> SHORT EXERCISE: Carry on the article on population mobility in Lurgan from its last sentence, keeping its tone and subject.

** start of READING TEXT **

Vol. 5 No. 3 - 1987
The fortuitous appearance of a census1 of Lurgan taken in 1856 for the local town commissioners, and the availability of the Second Valuation of 1864, allows a survey to be made of residential stability and population mobility in the town for part of an era when enhanced economic investment, urban expansion and population gain occurred.
In eight years 1856-64 the population number of Lurgan rose steadily2 from 5,650 to 8,800, an increase of almost fifty-six per cent. This augmentation of Lurgan's population, the dominant socio-demographic feature of the era, may conceal less obvious but nevertheless significant population trends. Locally as well as nationally social upheaval and the subsequent process of adjustment in the wake of the famine produced unpredictable population movements.
The census manuscript was found in January, 1984, among a collection of documents in Craigavon Civic Centre; the documents were formerly stored in Portdown Town Hall, and may have been transferred there from Lurgan Town Hall when the latter building was handed over temporarily to the Police Authority as a police station, in 1972. The following `Remarks' preface the census. `The number opposite the names of the respective householders include Servants, Weekly Lodgers and all persons resident in the house when this Inquiry was being made. Itinerant nightly lodgers were not included. Where two or more families live in one house and occupy the same or different sublet apartments, the name of the Principal or Accountable Proprietor is given and the number of all inmates of that house are included in the family total; But, where the Rooms are not weekly sublet (though in the same house) but separate unconnected occupancy, I have entered the name of the head of each distinct family with the number of such family respectively affixed.
As I took the whole town of Lurgan indiscriminately in the order in which the houses are situated when taking the Agricultural Inquiry, there has been some difficulty in showing the street and courts etc. consecutively, which together with the various duties of the Public Service occurring in the month of July, have delayed this return being perfected so soon as I at first anticipated. As there is much difficulty in arriving accurately at the truth from the lower Order of the Community, I have been most careful in this Inquiry, and I most respectfully submit it as being a generally correct Return of the Population of Lurgan Town, taken in June 1856.
"There are about 30 new houses building and preparing for occupancy.
And about 5 other houses unoccupied at present.
Total 35 Houses. 6 average No. of inmates.
Would make 210 persons in addition to present total".
In a rural parish close to Lurgan, criss-cross population movements of poorer people within the district were apparent not only when a considerable gain in population resulted from a very high degree of natural increase and relatively minor out-migration, in 1851-61, but also, one decade later, when a decrease in population was accompanied by substantial natural increase and great out-migration. In particular, and for reasons of acquiring a basic subsistence, one townland's decline in population became a neighbouring townland's gain.

** end of READING TEXT **
** start of MATERIAL PROVIDED **

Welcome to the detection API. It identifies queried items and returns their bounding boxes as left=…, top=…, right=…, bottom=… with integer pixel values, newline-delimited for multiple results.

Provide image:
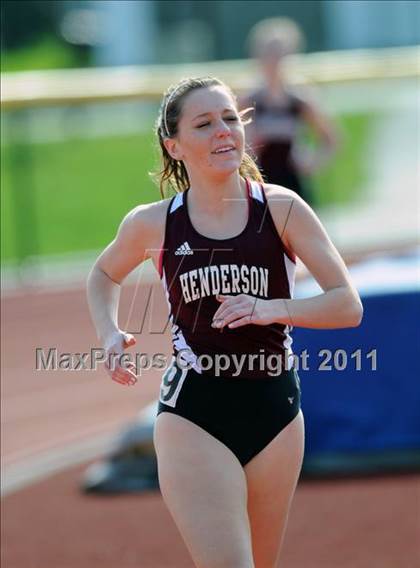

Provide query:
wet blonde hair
left=155, top=77, right=263, bottom=197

** end of MATERIAL PROVIDED **

> REPLY TO THE TASK:
Such movement in the rural context necessitated much re-organisation not the least feature of which involved the erection of a new dwelling on previously virgin bogland. With corresponding enonomic and social reorganisation evident in Lurgan, the local rural reactions to the post-famine situation may serve as a guideline to possible population trends in town as rural migrants tended increasingly to account for the greater part of the urban population as the town expanded. The number of unoccupied houses in Lurgan listed in the Valuation of 1864 suggests that the capacity of the town's housing-stock had kept pace with the rapid increase of population.
The rapidity of this increase suggests that within the dominant industry a variety of workplaces was available. Taken together, the abundance of houses, some of which were new and above-average in quality, and the variety of workplaces, would encourage mobility of both occupation and population within the town.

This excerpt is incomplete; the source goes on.